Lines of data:

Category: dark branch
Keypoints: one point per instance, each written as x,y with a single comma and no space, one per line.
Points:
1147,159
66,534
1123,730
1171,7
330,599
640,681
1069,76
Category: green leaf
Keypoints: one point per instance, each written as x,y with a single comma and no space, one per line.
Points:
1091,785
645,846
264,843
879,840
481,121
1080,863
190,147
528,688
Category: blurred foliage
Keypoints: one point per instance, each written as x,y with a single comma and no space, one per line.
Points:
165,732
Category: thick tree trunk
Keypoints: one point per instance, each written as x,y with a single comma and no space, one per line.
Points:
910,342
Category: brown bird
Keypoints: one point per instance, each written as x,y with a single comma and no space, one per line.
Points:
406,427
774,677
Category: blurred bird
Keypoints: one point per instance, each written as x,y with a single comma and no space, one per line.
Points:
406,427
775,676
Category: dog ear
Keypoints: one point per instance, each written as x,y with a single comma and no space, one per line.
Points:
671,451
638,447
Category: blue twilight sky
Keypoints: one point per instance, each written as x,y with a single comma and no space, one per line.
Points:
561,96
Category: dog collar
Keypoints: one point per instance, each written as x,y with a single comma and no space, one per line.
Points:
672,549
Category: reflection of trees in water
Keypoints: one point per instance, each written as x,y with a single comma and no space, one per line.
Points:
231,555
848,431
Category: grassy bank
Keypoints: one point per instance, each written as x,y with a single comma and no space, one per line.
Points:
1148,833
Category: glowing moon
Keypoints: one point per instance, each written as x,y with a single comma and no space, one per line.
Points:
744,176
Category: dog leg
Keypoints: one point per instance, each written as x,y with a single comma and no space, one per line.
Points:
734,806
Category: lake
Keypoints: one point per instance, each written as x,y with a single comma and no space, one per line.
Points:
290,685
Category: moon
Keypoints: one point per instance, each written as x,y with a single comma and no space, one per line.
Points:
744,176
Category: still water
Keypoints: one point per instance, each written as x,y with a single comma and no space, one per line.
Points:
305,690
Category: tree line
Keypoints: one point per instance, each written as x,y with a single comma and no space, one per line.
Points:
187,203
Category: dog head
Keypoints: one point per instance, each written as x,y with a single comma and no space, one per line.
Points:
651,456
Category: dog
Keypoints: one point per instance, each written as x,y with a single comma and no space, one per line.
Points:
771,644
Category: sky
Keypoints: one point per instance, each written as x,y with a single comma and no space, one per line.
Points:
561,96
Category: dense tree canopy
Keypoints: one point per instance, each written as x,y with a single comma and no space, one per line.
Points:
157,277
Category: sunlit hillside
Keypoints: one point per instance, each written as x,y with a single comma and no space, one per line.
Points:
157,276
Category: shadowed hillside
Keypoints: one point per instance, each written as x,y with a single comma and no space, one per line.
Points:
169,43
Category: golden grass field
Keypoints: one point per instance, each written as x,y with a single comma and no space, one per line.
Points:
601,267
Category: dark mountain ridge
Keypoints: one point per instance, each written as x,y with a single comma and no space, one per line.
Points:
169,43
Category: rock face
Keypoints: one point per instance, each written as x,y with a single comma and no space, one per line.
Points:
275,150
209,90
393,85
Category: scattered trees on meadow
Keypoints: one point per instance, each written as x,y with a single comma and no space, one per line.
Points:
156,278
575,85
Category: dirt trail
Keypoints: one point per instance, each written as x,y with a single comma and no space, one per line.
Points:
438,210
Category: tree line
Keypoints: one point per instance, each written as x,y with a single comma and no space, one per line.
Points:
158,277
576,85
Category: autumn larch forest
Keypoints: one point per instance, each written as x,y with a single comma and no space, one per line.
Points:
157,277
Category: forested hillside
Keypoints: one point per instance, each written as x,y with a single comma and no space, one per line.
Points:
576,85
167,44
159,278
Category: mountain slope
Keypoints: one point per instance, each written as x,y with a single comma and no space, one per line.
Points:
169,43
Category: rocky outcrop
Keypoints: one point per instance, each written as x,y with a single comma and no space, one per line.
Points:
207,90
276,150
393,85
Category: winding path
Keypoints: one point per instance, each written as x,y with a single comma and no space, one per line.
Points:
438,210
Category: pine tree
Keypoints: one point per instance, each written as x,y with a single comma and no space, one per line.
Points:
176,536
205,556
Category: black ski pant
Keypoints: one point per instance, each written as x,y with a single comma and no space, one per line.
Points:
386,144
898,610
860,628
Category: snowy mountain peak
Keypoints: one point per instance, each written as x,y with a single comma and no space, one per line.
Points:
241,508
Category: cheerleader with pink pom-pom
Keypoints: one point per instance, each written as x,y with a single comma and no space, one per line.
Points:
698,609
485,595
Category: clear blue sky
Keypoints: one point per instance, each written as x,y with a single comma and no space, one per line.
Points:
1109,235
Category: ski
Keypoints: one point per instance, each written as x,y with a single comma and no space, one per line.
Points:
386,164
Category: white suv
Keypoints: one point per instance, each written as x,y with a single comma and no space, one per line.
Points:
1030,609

THE EXERCISE ▸
Reproduce every line of the data above exactly.

EXERCISE SOLUTION ▸
Category: dark branch
Keypoints: one point per instance, each written as x,y with a single comma and no space, one per line.
Points:
1147,159
66,534
1123,730
1171,7
330,599
640,681
1069,76
Category: green leaf
Keypoints: one point per instance, each written as x,y with a single comma and no space, one per line.
Points:
1091,785
645,846
264,843
879,840
481,121
1080,863
190,147
528,688
Category: blurred foliage
Keypoints: one point per instance, each written as x,y with a single comma and no space, one per line.
Points:
165,732
Category: thick tree trunk
Keypoints: one point per instance, each written as x,y with a single comma and no space, one per line.
Points:
910,342
Category: brown bird
Keypoints: one point per instance, each written as x,y with a single comma and no space, one per line.
Points:
406,427
774,677
Category: blurred bird
Keypoints: one point per instance, each written as x,y with a single comma and no space, one per line.
Points:
406,427
775,676
Category: dog ear
Keypoints: one point per instance, each written as x,y with a single comma and no space, one per line.
Points:
671,451
638,447
Category: blue twilight sky
Keypoints: one point per instance, each written as x,y with a single comma and no space, one per line.
Points:
561,96
Category: dog collar
Keypoints: one point per instance, each written as x,y with a single comma and no space, one per line.
Points:
672,549
Category: reflection of trees in water
Keypoints: one point per instance, each written as x,y with a single comma and no space, one per line.
Points:
231,555
848,431
Category: grassy bank
Keypoints: one point per instance, each written as x,y with a single comma and no space, one per line.
Points:
1148,833
Category: glowing moon
Keypoints: one point per instance, each written as x,y with a single comma and no space, one per line.
Points:
744,176
Category: dog leg
Keypoints: one point per instance, each written as x,y with a single comma and no space, one per line.
Points:
734,806
Category: lake
Keypoints: one point per instance, each written as x,y with a single comma and no space, one per line.
Points:
290,685
Category: moon
Keypoints: one point per instance, each written as x,y with a single comma and no space, one per line.
Points:
744,176
Category: still water
Keypoints: one point per instance, each written as x,y with a single comma and no space, one per line.
Points:
305,690
Category: tree line
Keypoints: one point per instance, each written as x,y with a single comma and no space, one per line.
Points:
187,203
Category: dog head
Keypoints: one point per instance, each written as x,y with a single comma and no space, one per line.
Points:
651,456
Category: dog
Keypoints: one point per instance, each written as x,y with a single comma and no space, one per line.
Points:
771,644
Category: sky
Keypoints: one point per instance, each written as x,y with a single comma and no space, one per line.
Points:
561,96
Category: dense tree canopy
Keypoints: one point per instance, each written as x,y with a single comma and no space, one per line.
Points:
157,277
Category: sunlit hillside
Keypoints: one point per instance, each written as x,y with a single comma and no space, one per line.
Points:
157,276
Category: shadowed hillside
Keypoints: one point per instance, each written as x,y with a single comma and no space, one per line.
Points:
169,43
Category: golden grass field
Keypoints: one point per instance, each written as x,y with a single comma and no space, one per line.
Points:
601,267
Category: dark mountain ridge
Keypoints: one point per instance, each written as x,y with a single comma and no space, one per line.
Points:
169,43
Category: rock face
Keypoints: one point per instance, each written as x,y with a single comma and no space, one per line.
Points:
275,150
209,90
393,85
Category: scattered trees on meadow
Keypoints: one point per instance, each written as x,y with a single comma and no space, one per line.
Points:
156,278
575,85
Category: dirt trail
Keypoints: one point per instance, each written as x,y with a single comma and no space, one per line.
Points:
438,210
Category: tree line
Keypoints: one point per instance, each written as x,y with a single comma and no space, one per line.
Points:
158,277
576,85
Category: autumn larch forest
Keypoints: one point per instance, each written as x,y with a single comma and no space, one per line.
Points:
157,277
Category: forested hillside
Keypoints: one point per instance, each written as x,y with a single comma and no space, one per line.
Points:
576,85
167,44
159,278
Category: mountain slope
Keypoints: one point per instance, each written as x,y with a single comma and no space, one per line.
Points:
169,43
Category: rocky outcrop
Keypoints: one point per instance, each written as x,y with a single comma and no space, one per line.
Points:
207,90
276,150
393,85
Category: winding path
Keypoints: one point per instance, each written as x,y with a single comma and no space, one per line.
Points:
438,210
Category: pine tree
Keypoints: one point per instance, each written as x,y with a single comma and no space, one per line.
Points:
176,536
205,556
Category: black ski pant
Keypoints: one point per instance, each written as x,y with a single comma and no space, one per line.
Points:
386,144
898,610
860,628
Category: snowy mountain peak
Keypoints: one point per instance, each written as x,y with a single comma and no space, one per line.
Points:
241,508
Category: cheerleader with pink pom-pom
Keypoints: one point per instance, each written as x,y with a single comma and no space, one per line.
Points:
698,609
485,595
Category: clear blue sky
Keypoints: one point per instance, each written as x,y with a single comma and no space, one per line.
Points:
1109,235
Category: ski
Keypoints: one point per instance, each written as x,y with a single comma and no space, one per line.
Points:
386,164
Category: white suv
Keypoints: one point per instance, each written as x,y with a single comma and no space, one per line.
Points:
1030,609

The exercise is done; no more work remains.